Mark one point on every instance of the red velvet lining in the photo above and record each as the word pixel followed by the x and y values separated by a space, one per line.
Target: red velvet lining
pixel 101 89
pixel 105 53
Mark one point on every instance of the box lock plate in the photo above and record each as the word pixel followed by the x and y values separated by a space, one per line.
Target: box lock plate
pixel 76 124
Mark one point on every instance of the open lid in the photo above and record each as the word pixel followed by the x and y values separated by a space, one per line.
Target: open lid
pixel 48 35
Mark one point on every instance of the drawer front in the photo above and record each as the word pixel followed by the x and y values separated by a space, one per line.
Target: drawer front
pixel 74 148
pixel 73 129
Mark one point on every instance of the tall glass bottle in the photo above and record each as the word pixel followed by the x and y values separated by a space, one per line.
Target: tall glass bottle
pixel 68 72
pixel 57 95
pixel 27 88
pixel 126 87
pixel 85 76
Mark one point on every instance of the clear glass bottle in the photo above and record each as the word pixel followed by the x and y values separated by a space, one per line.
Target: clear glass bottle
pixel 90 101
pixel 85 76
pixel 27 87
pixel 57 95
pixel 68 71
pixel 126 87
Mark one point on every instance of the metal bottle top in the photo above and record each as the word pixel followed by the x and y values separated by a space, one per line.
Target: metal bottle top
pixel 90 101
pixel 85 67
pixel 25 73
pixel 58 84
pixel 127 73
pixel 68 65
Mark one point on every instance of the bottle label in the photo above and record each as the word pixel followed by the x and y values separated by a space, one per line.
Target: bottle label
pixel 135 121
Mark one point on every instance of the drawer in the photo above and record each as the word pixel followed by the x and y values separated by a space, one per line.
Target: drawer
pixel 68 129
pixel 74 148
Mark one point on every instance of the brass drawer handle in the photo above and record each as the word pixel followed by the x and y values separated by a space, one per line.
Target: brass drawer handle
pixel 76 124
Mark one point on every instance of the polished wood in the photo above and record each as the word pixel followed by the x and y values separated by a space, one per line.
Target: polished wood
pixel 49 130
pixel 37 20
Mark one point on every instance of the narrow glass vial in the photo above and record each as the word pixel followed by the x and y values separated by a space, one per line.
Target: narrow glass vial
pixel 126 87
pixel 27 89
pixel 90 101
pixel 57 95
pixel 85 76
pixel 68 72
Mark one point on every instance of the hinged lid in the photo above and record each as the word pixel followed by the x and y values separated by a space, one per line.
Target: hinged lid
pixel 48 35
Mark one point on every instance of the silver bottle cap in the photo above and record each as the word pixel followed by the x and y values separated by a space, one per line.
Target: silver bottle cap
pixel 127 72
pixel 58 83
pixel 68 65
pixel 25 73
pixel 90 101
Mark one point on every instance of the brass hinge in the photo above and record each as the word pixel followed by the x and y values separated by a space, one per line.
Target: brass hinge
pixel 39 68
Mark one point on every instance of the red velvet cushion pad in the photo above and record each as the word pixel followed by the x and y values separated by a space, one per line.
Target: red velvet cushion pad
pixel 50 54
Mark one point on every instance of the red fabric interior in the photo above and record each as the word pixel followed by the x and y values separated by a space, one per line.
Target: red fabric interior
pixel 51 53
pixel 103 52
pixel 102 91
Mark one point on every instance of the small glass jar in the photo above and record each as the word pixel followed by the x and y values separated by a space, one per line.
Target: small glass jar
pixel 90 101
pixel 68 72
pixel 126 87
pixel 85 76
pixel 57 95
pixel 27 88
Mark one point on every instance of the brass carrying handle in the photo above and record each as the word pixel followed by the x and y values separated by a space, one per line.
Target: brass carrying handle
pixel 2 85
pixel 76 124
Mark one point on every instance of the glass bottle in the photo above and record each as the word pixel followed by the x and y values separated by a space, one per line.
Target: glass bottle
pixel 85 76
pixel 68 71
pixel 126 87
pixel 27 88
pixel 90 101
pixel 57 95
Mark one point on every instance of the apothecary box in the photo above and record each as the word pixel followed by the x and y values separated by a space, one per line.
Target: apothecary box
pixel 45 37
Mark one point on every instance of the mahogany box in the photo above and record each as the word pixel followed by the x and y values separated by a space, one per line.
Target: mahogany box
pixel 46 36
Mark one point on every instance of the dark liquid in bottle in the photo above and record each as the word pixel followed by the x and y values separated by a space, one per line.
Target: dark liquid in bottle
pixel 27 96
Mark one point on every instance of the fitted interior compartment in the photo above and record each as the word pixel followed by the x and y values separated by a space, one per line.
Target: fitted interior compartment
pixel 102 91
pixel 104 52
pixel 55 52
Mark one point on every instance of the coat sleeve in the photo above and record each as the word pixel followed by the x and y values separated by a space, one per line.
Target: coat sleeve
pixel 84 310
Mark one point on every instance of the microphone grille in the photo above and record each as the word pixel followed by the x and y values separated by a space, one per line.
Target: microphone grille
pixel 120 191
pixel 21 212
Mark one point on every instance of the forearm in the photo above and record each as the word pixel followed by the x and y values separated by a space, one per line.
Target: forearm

^^^^^^^^

:: The task ::
Without changing a word, write out each entry again.

:: Exercise output ::
Mark one point on every instance of the red velvet lining in the photo above and record each as the word pixel followed by the x and y values separated by a space, one per line.
Target: red velvet lining
pixel 101 89
pixel 105 53
Mark one point on every instance of the box lock plate in the photo above and record each as the word pixel followed by the x and y values separated by a space, one per line.
Target: box lock plate
pixel 76 124
Mark one point on every instance of the open lid in the photo above and record each as the word pixel followed by the x and y values separated by a space, one per line.
Target: open lid
pixel 48 35
Mark one point on every instance of the drawer front in the photo above and record each as the word pixel followed by the x and y values separated by a space, one per line.
Target: drawer front
pixel 74 148
pixel 73 129
Mark one point on every instance of the tall glass bottle in the photo above and record each as the word pixel followed by the x and y values separated by a space, one per line.
Target: tall glass bottle
pixel 68 72
pixel 57 95
pixel 27 88
pixel 126 87
pixel 85 76
Mark one point on every instance of the clear glass bottle in the photo above and record each as the word pixel followed by the x and y values separated by a space, one per line.
Target: clear glass bottle
pixel 90 101
pixel 85 76
pixel 27 87
pixel 57 95
pixel 68 71
pixel 126 87
Mark one point on every instance of the metal bottle top in the photo above and record each as the word pixel followed by the x and y values separated by a space, one per line.
Target: metal bottle top
pixel 90 101
pixel 85 67
pixel 25 73
pixel 58 84
pixel 127 73
pixel 68 65
Mark one point on every instance of the bottle label in the photo above and record each as the word pixel followed by the x and y values separated by a space, one per line.
Target: bottle label
pixel 135 121
Mark one point on every instance of the drawer in the photo above and record each as the word pixel followed by the x and y values separated by a space, one per line.
Target: drawer
pixel 68 129
pixel 74 148
Mark one point on every instance of the brass drawer handle in the photo above and record each as the word pixel followed by the x and y values separated by a space, one per line.
Target: brass drawer handle
pixel 76 124
Mark one point on every instance of the polished wood in the photo above and record each as the word pixel followed by the x and y values separated by a space, one per line.
Target: polished wood
pixel 49 130
pixel 37 20
Mark one point on every instance of the narrow glass vial in the photo above and record each as the word pixel followed by the x and y values separated by a space, one per line.
Target: narrow glass vial
pixel 126 87
pixel 27 89
pixel 90 101
pixel 57 95
pixel 85 76
pixel 68 72
Mark one point on every instance of the hinged lid in the photo above and record each as the word pixel followed by the x and y values separated by a space, one per line.
Target: hinged lid
pixel 48 35
Mark one point on every instance of the silver bottle cap in the photo above and record each as the word pixel followed by the x and y values separated by a space, one per line.
Target: silver bottle cap
pixel 127 72
pixel 58 83
pixel 68 65
pixel 25 73
pixel 90 101
Mark one point on every instance of the brass hinge in the photo above and record each as the word pixel followed by the x and y values separated by a space, one per line.
Target: brass hinge
pixel 39 68
Mark one point on every instance of the red velvet cushion pad in the photo above and record each as the word pixel followed by the x and y values separated by a space, one per line.
Target: red velvet cushion pad
pixel 50 54
Mark one point on every instance of the red fabric interior in the photo above and record each as the word pixel followed by the x and y values separated by a space, one per line.
Target: red fabric interior
pixel 51 53
pixel 103 52
pixel 102 91
Mark one point on every instance of the small glass jar in the photo above and record each as the word pixel followed by the x and y values separated by a space, one per line.
Target: small glass jar
pixel 90 101
pixel 68 72
pixel 126 87
pixel 85 76
pixel 57 95
pixel 27 88
Mark one point on every instance of the brass carrying handle in the photo above and record each as the word pixel followed by the x and y values separated by a space, one per line.
Target: brass carrying handle
pixel 2 85
pixel 76 124
Mark one point on every instance of the glass bottle in the photo above and record each as the word pixel followed by the x and y values separated by a space, one per line.
Target: glass bottle
pixel 85 76
pixel 68 71
pixel 126 87
pixel 27 88
pixel 90 101
pixel 57 95
Mark one point on every instance of the apothecary box in the photo above and record each as the word pixel followed by the x and y values separated by a space, one per line.
Target: apothecary box
pixel 45 37
Mark one point on every instance of the mahogany box in the photo above and record each as the word pixel followed by the x and y values separated by a space, one per line.
Target: mahogany box
pixel 46 36
Mark one point on every instance of the dark liquid in bottle in the photo above and record each as the word pixel followed by the x and y values separated by a space, one per line.
Target: dark liquid in bottle
pixel 27 96
Mark one point on every instance of the fitted interior compartment in the photo above and record each as the word pixel followed by the x and y values separated by a space, one per line.
Target: fitted interior compartment
pixel 102 91
pixel 104 52
pixel 55 52
Mark one point on every instance of the coat sleeve in the photo above and record each as the word pixel followed by the x and y values separated by a space, one per line.
Target: coat sleeve
pixel 84 310
Mark one point on every instance of the microphone grille in the photo above and record each as the word pixel followed by the x and y values separated by a space, one per line.
Target: microphone grille
pixel 120 191
pixel 21 212
Mark one point on every instance of the forearm in the photo above and record each as the word pixel followed by the x and y values separated by a space, one per line.
Target: forearm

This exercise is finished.